**Task to complete:** Only the lines from the one containing "hedge and put a dot on each instance?" through the end of the records should be retyped, exactly and including both ends; pictures stay out.

Stored data entries:
###

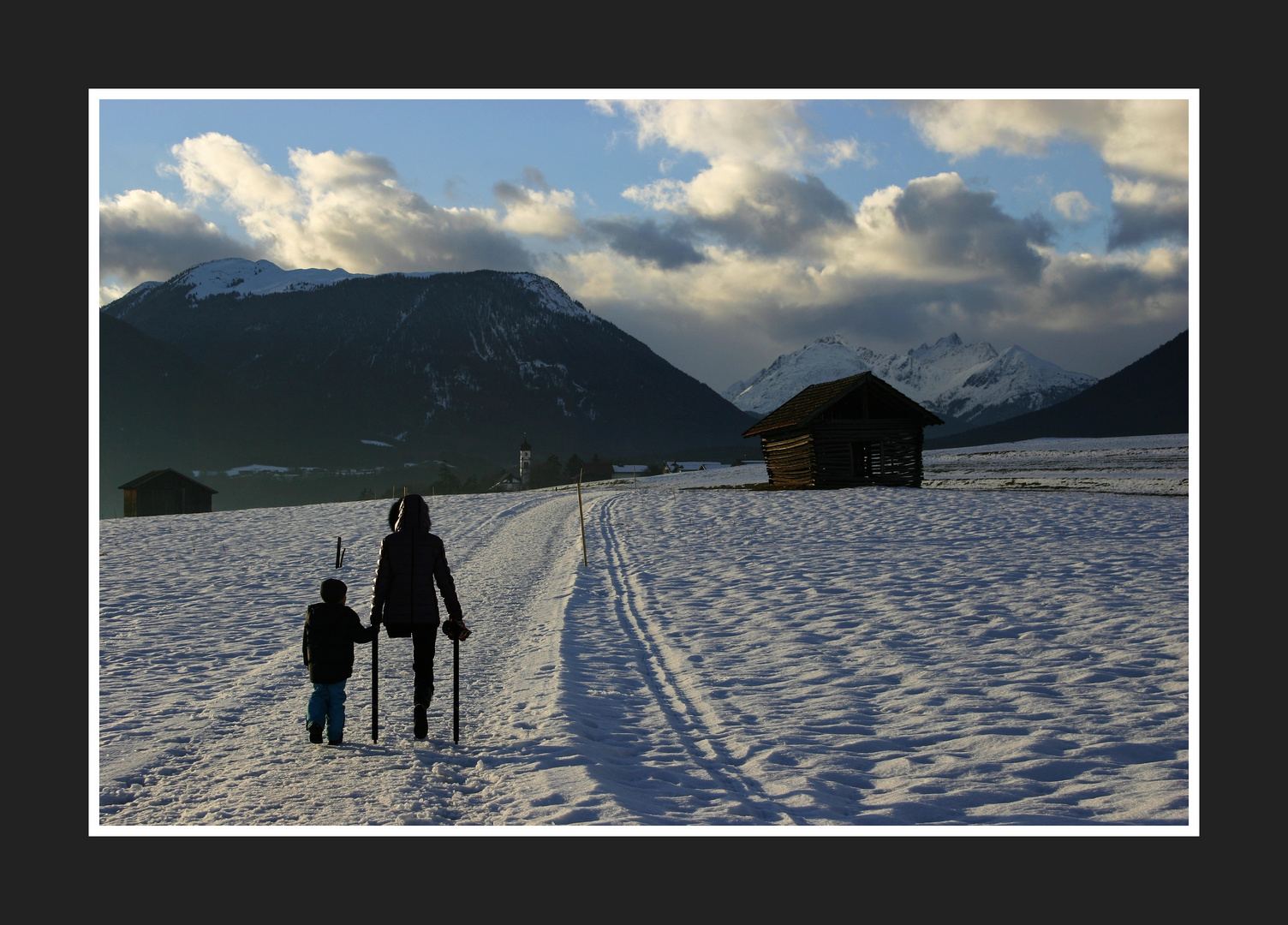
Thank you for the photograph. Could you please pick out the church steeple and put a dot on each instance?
(524, 462)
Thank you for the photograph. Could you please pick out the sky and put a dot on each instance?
(720, 228)
(951, 659)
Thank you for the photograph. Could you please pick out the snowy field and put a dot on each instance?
(1006, 651)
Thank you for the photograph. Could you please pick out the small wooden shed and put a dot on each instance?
(850, 432)
(165, 491)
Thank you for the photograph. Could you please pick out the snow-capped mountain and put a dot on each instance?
(965, 384)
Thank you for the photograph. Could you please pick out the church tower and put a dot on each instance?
(524, 462)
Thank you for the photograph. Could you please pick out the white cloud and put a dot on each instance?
(1144, 137)
(145, 236)
(769, 132)
(534, 212)
(340, 210)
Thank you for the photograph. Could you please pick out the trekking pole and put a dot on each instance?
(456, 688)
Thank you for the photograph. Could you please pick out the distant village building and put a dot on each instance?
(856, 431)
(695, 465)
(165, 491)
(524, 464)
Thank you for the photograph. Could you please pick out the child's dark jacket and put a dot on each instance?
(330, 631)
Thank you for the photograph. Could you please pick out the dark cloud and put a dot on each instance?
(1136, 224)
(1124, 289)
(647, 242)
(963, 228)
(778, 214)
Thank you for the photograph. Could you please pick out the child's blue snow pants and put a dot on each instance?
(326, 707)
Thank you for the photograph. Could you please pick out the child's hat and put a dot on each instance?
(334, 590)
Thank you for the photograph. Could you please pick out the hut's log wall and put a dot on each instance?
(790, 459)
(893, 452)
(846, 452)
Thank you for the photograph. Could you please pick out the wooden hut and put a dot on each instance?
(165, 491)
(850, 432)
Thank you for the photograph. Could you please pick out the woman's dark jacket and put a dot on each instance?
(330, 631)
(411, 562)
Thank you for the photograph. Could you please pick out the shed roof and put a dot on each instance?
(813, 400)
(165, 478)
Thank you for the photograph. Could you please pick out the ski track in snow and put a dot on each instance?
(728, 657)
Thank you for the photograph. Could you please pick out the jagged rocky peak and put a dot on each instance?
(951, 378)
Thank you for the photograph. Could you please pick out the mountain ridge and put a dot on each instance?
(965, 384)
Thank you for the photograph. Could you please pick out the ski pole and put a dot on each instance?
(456, 688)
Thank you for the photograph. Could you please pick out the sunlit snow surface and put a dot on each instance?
(740, 659)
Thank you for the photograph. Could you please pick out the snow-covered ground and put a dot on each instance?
(737, 659)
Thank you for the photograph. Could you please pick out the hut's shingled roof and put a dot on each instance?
(163, 478)
(813, 400)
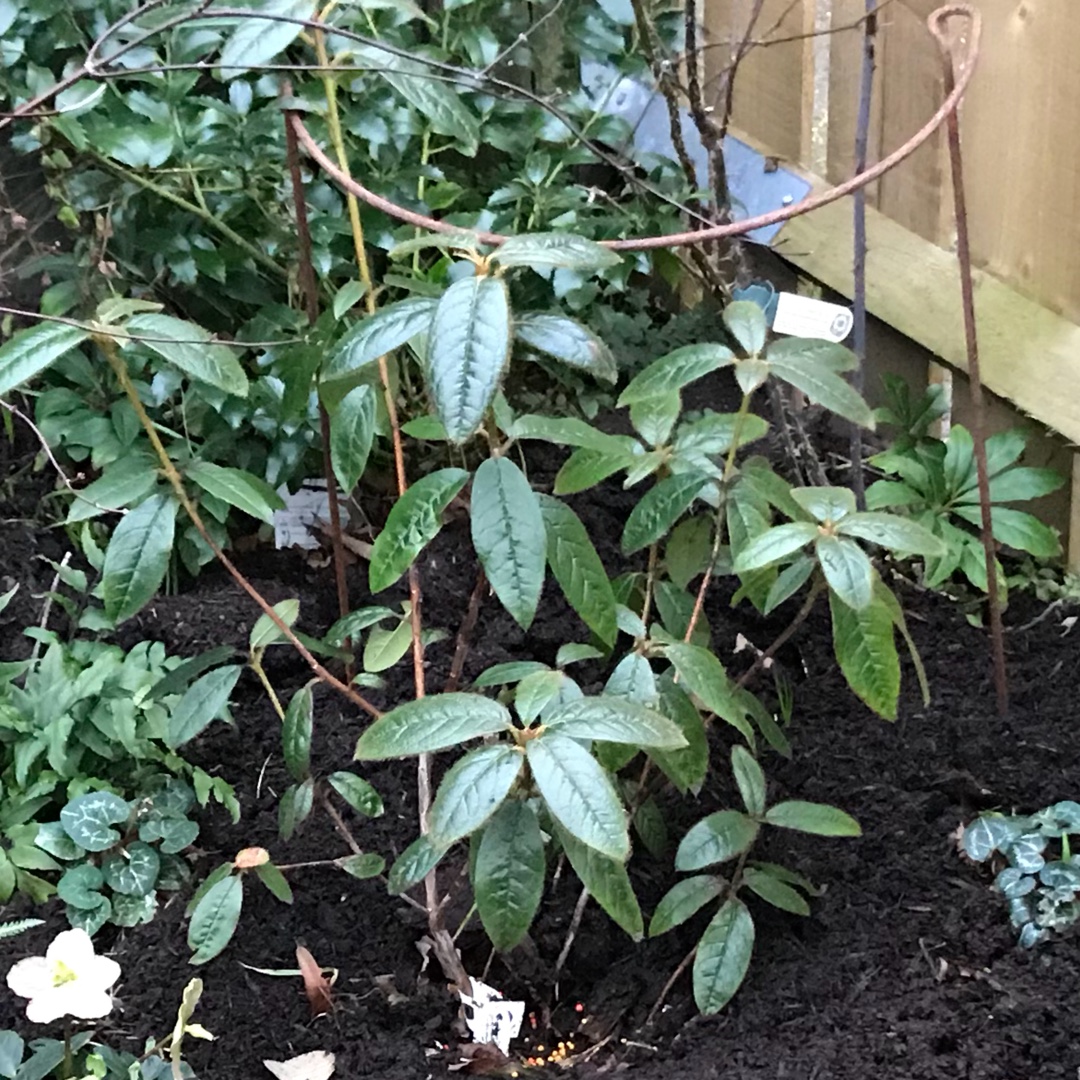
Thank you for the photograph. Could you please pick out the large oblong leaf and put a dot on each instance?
(377, 335)
(508, 534)
(32, 350)
(189, 348)
(352, 430)
(431, 724)
(848, 570)
(413, 523)
(508, 877)
(579, 794)
(723, 957)
(467, 352)
(658, 511)
(137, 556)
(578, 569)
(616, 719)
(472, 791)
(715, 839)
(567, 340)
(559, 250)
(607, 882)
(675, 370)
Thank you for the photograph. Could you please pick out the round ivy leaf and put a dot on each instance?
(80, 888)
(1014, 882)
(133, 872)
(88, 818)
(90, 920)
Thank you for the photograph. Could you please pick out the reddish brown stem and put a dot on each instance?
(947, 42)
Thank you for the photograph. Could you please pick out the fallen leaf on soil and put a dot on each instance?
(318, 1065)
(315, 985)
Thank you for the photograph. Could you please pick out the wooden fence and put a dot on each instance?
(796, 98)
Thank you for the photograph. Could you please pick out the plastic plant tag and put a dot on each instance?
(293, 526)
(805, 316)
(490, 1016)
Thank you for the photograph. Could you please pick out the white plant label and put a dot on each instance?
(805, 316)
(490, 1016)
(295, 525)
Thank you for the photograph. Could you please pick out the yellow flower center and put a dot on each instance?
(62, 974)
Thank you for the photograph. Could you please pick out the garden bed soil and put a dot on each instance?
(906, 969)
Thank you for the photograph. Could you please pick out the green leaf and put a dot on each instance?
(126, 481)
(256, 41)
(191, 349)
(750, 779)
(806, 365)
(774, 891)
(685, 768)
(1016, 529)
(472, 790)
(238, 488)
(815, 818)
(675, 370)
(509, 874)
(204, 701)
(274, 881)
(825, 503)
(88, 820)
(557, 250)
(432, 724)
(215, 918)
(295, 807)
(655, 417)
(723, 957)
(265, 632)
(441, 105)
(296, 733)
(607, 882)
(579, 793)
(615, 719)
(358, 793)
(584, 469)
(704, 676)
(413, 523)
(513, 671)
(715, 839)
(132, 872)
(508, 532)
(352, 430)
(32, 350)
(137, 556)
(655, 515)
(774, 544)
(468, 349)
(745, 320)
(848, 570)
(578, 569)
(683, 901)
(866, 651)
(890, 530)
(413, 865)
(568, 341)
(378, 335)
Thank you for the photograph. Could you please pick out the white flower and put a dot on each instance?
(68, 981)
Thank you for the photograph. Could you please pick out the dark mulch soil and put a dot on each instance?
(906, 969)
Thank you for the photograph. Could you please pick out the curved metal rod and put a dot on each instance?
(698, 235)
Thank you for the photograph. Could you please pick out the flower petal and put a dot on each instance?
(73, 947)
(31, 976)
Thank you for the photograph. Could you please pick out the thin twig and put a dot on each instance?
(947, 43)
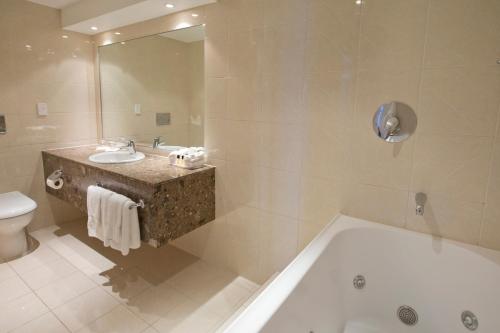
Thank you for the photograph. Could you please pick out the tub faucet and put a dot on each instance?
(420, 200)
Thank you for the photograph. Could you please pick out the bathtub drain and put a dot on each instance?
(407, 315)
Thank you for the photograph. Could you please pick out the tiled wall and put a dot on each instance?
(291, 90)
(161, 75)
(38, 65)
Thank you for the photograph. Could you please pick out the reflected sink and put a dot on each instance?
(169, 149)
(115, 157)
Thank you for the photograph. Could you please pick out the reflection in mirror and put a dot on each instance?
(154, 87)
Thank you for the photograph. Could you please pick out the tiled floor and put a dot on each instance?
(71, 283)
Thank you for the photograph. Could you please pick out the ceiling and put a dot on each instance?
(187, 35)
(55, 3)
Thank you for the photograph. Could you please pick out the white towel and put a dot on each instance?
(111, 220)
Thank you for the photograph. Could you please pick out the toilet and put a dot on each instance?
(16, 212)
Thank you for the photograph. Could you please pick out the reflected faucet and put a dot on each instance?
(131, 146)
(420, 200)
(157, 142)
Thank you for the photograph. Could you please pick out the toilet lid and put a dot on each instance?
(14, 204)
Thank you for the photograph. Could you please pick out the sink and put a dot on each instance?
(115, 157)
(169, 149)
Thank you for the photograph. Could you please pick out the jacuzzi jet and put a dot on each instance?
(359, 282)
(407, 315)
(470, 320)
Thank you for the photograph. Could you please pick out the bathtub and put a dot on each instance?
(427, 281)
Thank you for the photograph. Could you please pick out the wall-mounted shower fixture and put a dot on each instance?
(470, 320)
(420, 200)
(394, 122)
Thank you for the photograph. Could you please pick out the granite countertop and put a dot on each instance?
(154, 169)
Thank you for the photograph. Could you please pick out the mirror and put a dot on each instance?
(154, 87)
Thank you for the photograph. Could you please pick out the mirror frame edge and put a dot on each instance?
(146, 28)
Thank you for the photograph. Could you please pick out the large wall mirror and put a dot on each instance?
(154, 87)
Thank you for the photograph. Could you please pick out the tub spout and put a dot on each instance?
(420, 200)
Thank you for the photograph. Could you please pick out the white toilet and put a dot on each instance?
(16, 212)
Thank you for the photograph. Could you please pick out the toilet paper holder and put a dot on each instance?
(55, 180)
(56, 175)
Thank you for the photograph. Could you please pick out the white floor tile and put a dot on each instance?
(64, 290)
(150, 330)
(200, 281)
(188, 317)
(12, 288)
(46, 234)
(85, 309)
(155, 302)
(228, 299)
(48, 273)
(48, 323)
(122, 284)
(6, 272)
(20, 311)
(120, 320)
(41, 256)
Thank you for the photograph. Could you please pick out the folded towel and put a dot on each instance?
(111, 220)
(190, 158)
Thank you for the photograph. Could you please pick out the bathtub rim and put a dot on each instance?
(261, 310)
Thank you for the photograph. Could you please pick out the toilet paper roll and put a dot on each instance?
(56, 184)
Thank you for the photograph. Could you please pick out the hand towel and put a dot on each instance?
(111, 220)
(94, 194)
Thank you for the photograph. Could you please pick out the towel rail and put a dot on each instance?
(139, 204)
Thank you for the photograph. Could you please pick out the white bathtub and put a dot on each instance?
(438, 278)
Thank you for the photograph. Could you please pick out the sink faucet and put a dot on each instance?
(156, 142)
(131, 146)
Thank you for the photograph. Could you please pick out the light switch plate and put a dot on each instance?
(137, 109)
(3, 124)
(163, 119)
(42, 109)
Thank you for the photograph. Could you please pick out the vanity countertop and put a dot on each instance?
(153, 170)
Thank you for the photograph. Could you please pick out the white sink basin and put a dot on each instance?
(114, 157)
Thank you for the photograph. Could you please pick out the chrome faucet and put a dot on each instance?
(131, 146)
(157, 142)
(420, 200)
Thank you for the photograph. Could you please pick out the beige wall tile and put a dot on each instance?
(447, 217)
(456, 167)
(462, 32)
(38, 65)
(490, 232)
(392, 34)
(379, 204)
(459, 101)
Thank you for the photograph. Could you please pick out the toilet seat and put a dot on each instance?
(13, 204)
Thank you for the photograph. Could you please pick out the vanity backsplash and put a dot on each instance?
(176, 201)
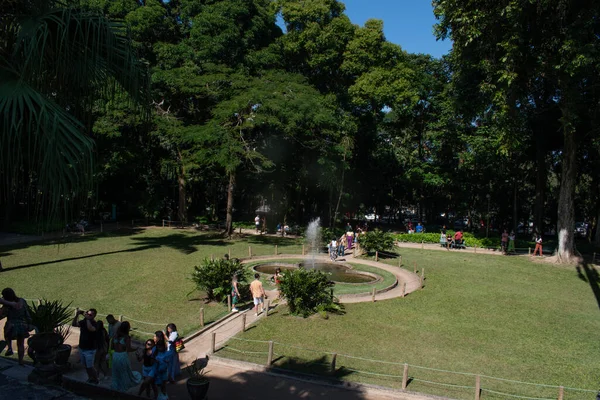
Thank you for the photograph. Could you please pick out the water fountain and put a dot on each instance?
(313, 237)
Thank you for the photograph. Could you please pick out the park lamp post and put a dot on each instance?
(487, 225)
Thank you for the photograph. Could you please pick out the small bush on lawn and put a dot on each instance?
(214, 277)
(376, 240)
(330, 233)
(307, 292)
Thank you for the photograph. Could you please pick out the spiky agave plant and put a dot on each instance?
(56, 59)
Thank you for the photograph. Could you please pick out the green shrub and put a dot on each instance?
(214, 277)
(329, 233)
(244, 225)
(470, 239)
(376, 240)
(307, 292)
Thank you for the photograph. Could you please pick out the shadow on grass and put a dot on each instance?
(588, 273)
(252, 384)
(182, 242)
(178, 241)
(71, 238)
(76, 258)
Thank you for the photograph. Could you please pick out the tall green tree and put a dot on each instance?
(517, 45)
(55, 59)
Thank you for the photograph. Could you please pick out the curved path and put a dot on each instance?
(412, 280)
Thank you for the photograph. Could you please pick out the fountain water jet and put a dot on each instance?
(313, 237)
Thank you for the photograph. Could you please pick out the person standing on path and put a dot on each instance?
(123, 378)
(511, 242)
(342, 246)
(174, 368)
(161, 367)
(258, 294)
(88, 341)
(17, 321)
(419, 228)
(100, 359)
(538, 244)
(235, 293)
(113, 326)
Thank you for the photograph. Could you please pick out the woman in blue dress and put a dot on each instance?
(123, 378)
(148, 368)
(161, 367)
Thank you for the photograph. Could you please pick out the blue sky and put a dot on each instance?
(408, 23)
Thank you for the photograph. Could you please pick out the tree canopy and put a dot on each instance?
(289, 106)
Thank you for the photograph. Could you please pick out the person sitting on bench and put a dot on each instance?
(458, 240)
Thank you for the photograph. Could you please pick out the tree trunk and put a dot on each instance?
(229, 220)
(566, 211)
(597, 236)
(515, 210)
(337, 206)
(182, 208)
(540, 184)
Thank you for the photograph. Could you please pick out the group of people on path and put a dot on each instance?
(338, 247)
(103, 348)
(99, 346)
(256, 289)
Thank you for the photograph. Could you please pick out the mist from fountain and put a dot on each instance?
(313, 238)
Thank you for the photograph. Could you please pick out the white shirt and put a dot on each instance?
(171, 339)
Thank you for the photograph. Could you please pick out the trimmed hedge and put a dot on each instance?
(470, 239)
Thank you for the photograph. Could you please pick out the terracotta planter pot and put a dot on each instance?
(197, 389)
(62, 354)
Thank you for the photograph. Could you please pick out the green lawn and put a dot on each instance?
(142, 274)
(503, 317)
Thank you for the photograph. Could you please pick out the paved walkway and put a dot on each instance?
(14, 385)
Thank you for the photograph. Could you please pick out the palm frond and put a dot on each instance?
(56, 61)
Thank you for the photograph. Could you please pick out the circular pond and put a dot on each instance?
(339, 273)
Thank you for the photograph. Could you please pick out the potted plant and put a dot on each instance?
(197, 383)
(51, 321)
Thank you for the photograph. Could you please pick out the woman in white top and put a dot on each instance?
(171, 336)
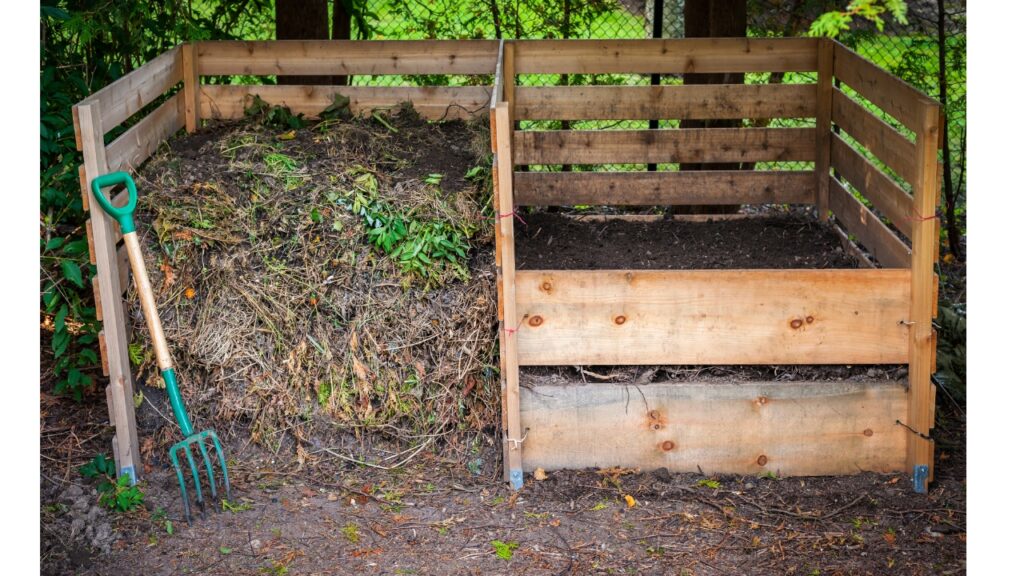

###

**Result of this task:**
Thank you for the photograph. Could you please pick out the trimmed hedge and put a dot on each instance?
(470, 239)
Thank you for the photograph. Could you please pick out the terracotta planter pot and put a dot on each instance?
(197, 389)
(62, 354)
Thank you for the photograph. Could you please pick out the green lawn and put a dot on each instance?
(142, 274)
(503, 317)
Thank you for the photograph. Could you please pick out the paved walkway and put a dot on each instance?
(14, 385)
Thank you for the photograph. Could you please pick out the palm frond and put a dot on each instance?
(56, 61)
Thank you for the photograph. Could you please pick out the circular pond and put a dot on each instance?
(339, 273)
Thank you for the photograph. Could you please pick out the potted plant and put a dot on each instance?
(197, 383)
(51, 321)
Thank you for the photograph. Could you please pick out the woman in white top and put a dot on each instance?
(171, 336)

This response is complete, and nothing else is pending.